→ **Data in this exercise**
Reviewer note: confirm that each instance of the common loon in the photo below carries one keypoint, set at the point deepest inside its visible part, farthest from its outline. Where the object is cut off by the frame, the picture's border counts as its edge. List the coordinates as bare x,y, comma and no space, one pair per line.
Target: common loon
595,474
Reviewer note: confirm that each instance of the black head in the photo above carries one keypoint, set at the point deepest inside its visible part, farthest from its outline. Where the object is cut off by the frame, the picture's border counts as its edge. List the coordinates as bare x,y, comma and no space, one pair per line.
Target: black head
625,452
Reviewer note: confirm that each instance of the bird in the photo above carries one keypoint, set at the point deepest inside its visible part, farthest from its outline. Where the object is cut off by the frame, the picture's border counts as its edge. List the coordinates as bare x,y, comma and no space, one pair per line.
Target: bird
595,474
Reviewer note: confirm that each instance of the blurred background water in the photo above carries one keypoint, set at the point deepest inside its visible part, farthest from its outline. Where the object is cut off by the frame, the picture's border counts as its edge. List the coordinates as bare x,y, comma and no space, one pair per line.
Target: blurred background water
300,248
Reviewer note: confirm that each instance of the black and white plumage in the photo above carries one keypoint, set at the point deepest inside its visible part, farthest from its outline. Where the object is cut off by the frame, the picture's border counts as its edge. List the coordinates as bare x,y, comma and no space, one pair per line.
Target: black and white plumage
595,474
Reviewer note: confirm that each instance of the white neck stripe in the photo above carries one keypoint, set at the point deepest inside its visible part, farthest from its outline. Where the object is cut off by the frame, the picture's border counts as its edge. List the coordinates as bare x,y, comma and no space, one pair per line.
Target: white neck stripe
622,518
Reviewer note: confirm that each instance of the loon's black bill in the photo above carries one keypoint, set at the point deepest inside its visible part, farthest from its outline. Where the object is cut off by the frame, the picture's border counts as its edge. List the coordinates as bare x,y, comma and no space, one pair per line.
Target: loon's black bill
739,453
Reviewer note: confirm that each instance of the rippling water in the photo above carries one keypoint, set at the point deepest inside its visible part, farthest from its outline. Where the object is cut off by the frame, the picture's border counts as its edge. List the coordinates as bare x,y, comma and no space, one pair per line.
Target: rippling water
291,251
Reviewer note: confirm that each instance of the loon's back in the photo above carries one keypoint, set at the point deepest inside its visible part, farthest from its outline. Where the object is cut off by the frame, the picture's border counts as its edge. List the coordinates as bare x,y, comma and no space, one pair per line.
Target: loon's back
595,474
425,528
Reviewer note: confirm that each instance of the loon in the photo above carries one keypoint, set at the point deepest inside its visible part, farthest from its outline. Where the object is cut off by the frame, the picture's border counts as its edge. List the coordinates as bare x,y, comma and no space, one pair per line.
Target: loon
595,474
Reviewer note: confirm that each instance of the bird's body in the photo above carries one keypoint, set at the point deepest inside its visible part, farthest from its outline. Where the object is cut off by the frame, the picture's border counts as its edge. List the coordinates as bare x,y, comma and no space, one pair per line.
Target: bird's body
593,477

→ **To be done**
Give all the entries again exactly; leave none out.

→ **Expected answer**
Reviewer note: confirm that each instance of the common loon in the photo below carries one keypoint, set at the point deepest inside its visible part, farthest from its outline. Where the object is cut off by the frame, the picture's border counts as its edge. List the coordinates as bare x,y, comma and no space, one pair per line.
Target: common loon
595,474
Reviewer note: confirm that each instance of the black head in the photo above carries one keypoint, set at the point deepest inside its visible part, farthest from its outline. Where the object is cut off by the frame, the picture's border counts as its edge. List the coordinates as bare x,y, comma and no space, one pair per line.
Target: black head
625,452
Reviewer note: confirm that each instance of the bird in the photo above carries one keypoint, set at the point deepest inside its visible part, farthest from its outline. Where the object is cut off by the frame, the picture's border counts as its edge. List the coordinates as bare x,y, comma and no space, one pair per line.
Target: bird
595,474
Reviewer note: confirm that each instance of the blurred background water in the photo above carries one keypoint, set at the point deepest inside its visible part, farthest from its outline. Where the object is cut off by the frame, the picture's border counts as its edge. List the coordinates as bare x,y, comma and no space, one pair per line.
Target: blurred background water
300,248
Reviewer note: confirm that each instance of the black and white plumage in the photo above carries one keypoint, set at the point deepest inside its visible part, farthest from its outline. Where the object is cut off by the frame, the picture's border counts as its edge. List the coordinates as bare x,y, comma and no space, one pair per line.
Target: black and white plumage
595,474
Reviewer note: confirm that each instance of the white neck stripe in the photo above carries one keypoint, set at the point deepest inside its visible part, farthest from its outline. Where the object is cut off by the frame, the picture's border counts as its edge. List the coordinates as bare x,y, comma and no space, one pair per line.
Target: white neck stripe
622,518
Reviewer note: confirm that each instance of the loon's black bill in the photo above carries one keypoint, set at the point deepest inside its visible part, farthest from its outline. Where the object is cut off by the frame, the picture's border counts as its edge. List the coordinates as bare x,y, comma and no space, one pair per line.
Target: loon's black bill
739,453
Reviewer note: confirm that each instance of the rippling water in the photo above carries one keypoint, set at the point deepest inside its visible part, farthest from its outline. Where the object is cut off by the frame, the picture's border counts as its edge. List the coordinates as bare x,y, comma and no space, one pair per line.
Target: rippling water
291,251
Reviewer note: confirm that each instance of the loon's back in the photo above carries one keypoint, set at the point deepest inside its visible part, farthest from its outline. Where the object is cut off by the frame, the picture's border counts as its edge. List the coordinates as bare x,y, comma and no space, one pair per line.
Target: loon's back
595,474
425,528
Reviewer note: confirm that each instance of the loon in the photo above carries one keypoint, set at the point deepest inside its visible part, farthest from its outline. Where the object is cut off by the frame, the picture's border counts as its edge. List the coordinates as bare x,y, comma and no space, one pair per line.
Target: loon
595,474
Reviewer note: confirm that each instance of the bird's body in the photo above carries one keypoint, set at the point deepest inside its visible part, farthest from its outline. Where the object is cut off by the frame, the picture's border counts as its edge. List the coordinates as bare x,y, comma and no space, one pair per line.
Target: bird's body
593,477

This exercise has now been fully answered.